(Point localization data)
*** Block opens ***

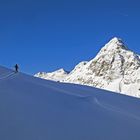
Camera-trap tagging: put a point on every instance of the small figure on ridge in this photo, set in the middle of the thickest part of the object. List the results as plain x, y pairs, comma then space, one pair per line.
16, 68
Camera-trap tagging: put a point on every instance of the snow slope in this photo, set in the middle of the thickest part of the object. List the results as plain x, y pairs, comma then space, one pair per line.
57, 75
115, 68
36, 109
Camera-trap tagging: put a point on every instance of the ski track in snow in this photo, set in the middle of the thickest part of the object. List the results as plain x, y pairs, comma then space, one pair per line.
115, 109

*** Block closes ***

_GOAL OF THE EXERCISE_
Leaving the images behind, set down every entry word for word.

_TASK SOLUTION_
Camera-trap tagging: put a point on every instance of the small figure on ridge in this photo, set in the middle of the thickest part of the object. List the results as plain x, y pairs, comma then space, one pair per line.
16, 68
Camera-trap tagging: put a point on every instance of the snow slope in this photo, set in the middle of the thickest part of the object. List the results as plain x, y pairs, comma then space, one pair per line.
57, 75
115, 68
36, 109
Camera-trap tagging: put a point on every instance of the ski track in snow in this photo, set in the middle of the thickest part of the object. List the results as plain x, y pairs, comma then space, one pair per line.
115, 109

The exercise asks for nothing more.